- WORK TO BE COMPLETED: The line that contains "In this exercise you will mark the black suit" and all lines following it to the end of the data below: set these down exactly, and nothing besides.

##### DATA #####

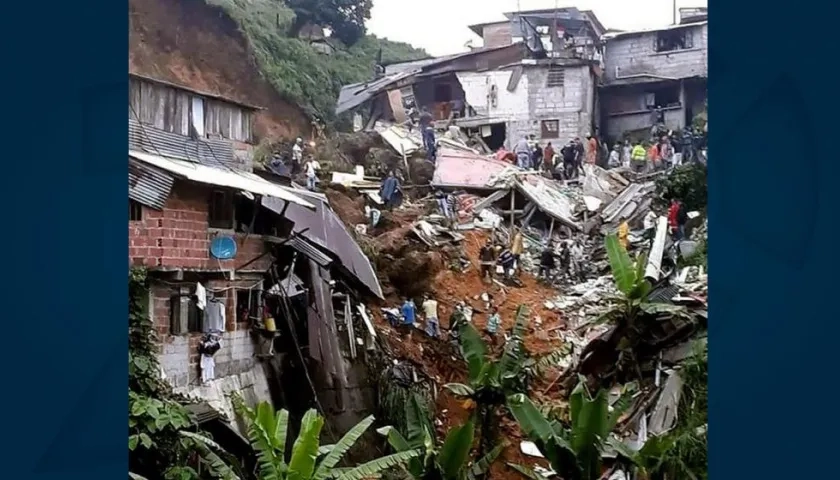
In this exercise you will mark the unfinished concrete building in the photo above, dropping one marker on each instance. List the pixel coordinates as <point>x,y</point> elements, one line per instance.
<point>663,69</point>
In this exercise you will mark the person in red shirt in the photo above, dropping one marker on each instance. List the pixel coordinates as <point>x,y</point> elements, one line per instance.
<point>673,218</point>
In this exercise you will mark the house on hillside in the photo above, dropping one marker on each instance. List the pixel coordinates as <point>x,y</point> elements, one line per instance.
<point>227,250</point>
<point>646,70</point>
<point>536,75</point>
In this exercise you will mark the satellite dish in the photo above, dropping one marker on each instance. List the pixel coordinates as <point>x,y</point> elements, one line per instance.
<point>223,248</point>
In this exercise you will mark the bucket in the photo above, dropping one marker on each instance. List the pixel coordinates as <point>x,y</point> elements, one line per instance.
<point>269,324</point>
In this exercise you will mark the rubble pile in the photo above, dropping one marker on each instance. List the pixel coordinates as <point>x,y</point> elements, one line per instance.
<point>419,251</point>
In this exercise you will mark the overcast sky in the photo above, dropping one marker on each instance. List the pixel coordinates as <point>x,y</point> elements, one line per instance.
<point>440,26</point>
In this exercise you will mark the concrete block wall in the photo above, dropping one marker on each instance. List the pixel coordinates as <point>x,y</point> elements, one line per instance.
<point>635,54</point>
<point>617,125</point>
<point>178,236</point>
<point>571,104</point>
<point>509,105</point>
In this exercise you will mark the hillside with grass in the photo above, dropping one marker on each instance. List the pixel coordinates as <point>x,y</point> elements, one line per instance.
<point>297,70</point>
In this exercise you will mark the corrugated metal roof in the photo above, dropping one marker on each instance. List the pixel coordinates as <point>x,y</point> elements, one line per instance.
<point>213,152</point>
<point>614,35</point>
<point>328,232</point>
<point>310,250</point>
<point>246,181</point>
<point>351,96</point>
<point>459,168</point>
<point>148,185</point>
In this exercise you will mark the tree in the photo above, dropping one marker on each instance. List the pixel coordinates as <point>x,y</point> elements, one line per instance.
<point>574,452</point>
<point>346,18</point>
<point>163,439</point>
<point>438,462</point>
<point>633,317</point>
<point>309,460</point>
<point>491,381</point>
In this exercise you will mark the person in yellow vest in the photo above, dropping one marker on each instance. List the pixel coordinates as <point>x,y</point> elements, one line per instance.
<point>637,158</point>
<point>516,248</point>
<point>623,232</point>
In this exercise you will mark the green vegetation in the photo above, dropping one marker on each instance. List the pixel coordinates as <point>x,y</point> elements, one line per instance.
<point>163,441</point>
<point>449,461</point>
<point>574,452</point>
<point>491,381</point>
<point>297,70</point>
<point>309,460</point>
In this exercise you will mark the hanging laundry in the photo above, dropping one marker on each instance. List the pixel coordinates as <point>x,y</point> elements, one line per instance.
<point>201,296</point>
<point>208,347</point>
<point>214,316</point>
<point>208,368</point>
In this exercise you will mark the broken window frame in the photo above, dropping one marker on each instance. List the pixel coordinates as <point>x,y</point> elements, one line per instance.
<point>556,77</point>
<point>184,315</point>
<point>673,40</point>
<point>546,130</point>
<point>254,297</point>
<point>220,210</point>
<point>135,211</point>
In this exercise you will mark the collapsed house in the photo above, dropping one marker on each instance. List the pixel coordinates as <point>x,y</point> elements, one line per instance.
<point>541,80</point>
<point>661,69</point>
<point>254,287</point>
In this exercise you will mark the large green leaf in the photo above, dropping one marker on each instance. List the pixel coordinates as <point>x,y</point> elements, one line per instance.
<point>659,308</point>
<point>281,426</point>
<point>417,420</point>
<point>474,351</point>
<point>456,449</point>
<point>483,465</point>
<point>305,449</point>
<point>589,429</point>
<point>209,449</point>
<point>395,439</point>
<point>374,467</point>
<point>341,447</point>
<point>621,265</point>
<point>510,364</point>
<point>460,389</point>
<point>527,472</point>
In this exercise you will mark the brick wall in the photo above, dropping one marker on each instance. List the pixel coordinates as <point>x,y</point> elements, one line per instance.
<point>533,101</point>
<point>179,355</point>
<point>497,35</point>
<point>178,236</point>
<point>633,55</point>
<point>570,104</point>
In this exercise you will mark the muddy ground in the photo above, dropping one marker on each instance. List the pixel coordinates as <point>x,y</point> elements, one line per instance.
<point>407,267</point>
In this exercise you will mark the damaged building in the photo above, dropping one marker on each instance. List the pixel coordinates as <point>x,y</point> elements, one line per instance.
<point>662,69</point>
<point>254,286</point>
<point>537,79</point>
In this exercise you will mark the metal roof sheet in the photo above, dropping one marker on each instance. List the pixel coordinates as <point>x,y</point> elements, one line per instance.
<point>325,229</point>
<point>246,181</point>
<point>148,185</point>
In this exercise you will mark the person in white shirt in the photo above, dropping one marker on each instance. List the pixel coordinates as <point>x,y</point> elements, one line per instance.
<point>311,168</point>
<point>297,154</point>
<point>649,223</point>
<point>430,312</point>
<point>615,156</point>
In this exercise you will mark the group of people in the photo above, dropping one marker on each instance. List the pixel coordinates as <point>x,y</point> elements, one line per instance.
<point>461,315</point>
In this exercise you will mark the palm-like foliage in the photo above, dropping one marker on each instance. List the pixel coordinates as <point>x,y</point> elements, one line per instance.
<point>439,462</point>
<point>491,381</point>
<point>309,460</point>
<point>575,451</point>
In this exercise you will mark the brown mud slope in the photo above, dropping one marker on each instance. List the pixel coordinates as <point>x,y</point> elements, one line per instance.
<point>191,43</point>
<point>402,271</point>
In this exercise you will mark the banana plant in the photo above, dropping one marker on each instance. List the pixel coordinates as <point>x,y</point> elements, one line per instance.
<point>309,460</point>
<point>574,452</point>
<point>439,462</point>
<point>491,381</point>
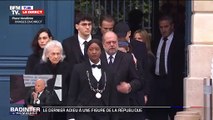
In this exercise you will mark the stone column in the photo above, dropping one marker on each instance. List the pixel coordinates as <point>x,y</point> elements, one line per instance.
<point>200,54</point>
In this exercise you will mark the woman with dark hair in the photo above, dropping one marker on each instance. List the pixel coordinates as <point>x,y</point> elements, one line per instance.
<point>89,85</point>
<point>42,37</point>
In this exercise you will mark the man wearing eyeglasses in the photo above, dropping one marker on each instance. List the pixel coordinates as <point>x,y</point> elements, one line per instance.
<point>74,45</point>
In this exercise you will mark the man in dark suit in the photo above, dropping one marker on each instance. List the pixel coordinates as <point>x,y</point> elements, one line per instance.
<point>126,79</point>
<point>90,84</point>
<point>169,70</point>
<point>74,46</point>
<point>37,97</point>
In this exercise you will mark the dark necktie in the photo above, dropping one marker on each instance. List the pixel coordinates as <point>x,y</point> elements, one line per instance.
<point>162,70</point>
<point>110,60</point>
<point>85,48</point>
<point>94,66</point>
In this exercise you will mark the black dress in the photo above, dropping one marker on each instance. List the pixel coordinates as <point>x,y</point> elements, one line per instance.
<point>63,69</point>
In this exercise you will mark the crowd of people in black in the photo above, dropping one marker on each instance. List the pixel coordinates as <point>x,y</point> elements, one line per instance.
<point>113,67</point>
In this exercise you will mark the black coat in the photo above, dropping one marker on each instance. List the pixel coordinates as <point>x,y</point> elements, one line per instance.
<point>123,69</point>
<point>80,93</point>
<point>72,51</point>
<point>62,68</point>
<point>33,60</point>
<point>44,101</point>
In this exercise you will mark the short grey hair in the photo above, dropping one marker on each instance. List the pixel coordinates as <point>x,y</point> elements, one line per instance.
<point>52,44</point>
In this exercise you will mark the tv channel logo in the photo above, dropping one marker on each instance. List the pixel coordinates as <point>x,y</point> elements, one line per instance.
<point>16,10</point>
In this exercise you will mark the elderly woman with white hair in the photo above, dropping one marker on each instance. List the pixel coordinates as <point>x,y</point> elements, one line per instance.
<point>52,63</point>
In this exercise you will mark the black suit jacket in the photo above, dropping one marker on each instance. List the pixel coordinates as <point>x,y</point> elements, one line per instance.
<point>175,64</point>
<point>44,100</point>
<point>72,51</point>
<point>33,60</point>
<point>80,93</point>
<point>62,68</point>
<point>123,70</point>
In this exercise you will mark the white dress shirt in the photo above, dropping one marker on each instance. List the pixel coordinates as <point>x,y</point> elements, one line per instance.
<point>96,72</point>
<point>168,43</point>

#####

- WORKED SOLUTION:
In this exercise you will mark the black suit jacket in the photo above, dropping one marker on each instance. List the pixel coordinates as <point>x,y</point> elements, one line per instance.
<point>175,64</point>
<point>44,100</point>
<point>72,51</point>
<point>33,60</point>
<point>80,93</point>
<point>62,68</point>
<point>123,70</point>
In this exercise you will mark the white dress shirt in the photo above, dropping one marker on each instance. List the pixel coordinates as <point>x,y</point> elements, one line per instance.
<point>96,72</point>
<point>168,43</point>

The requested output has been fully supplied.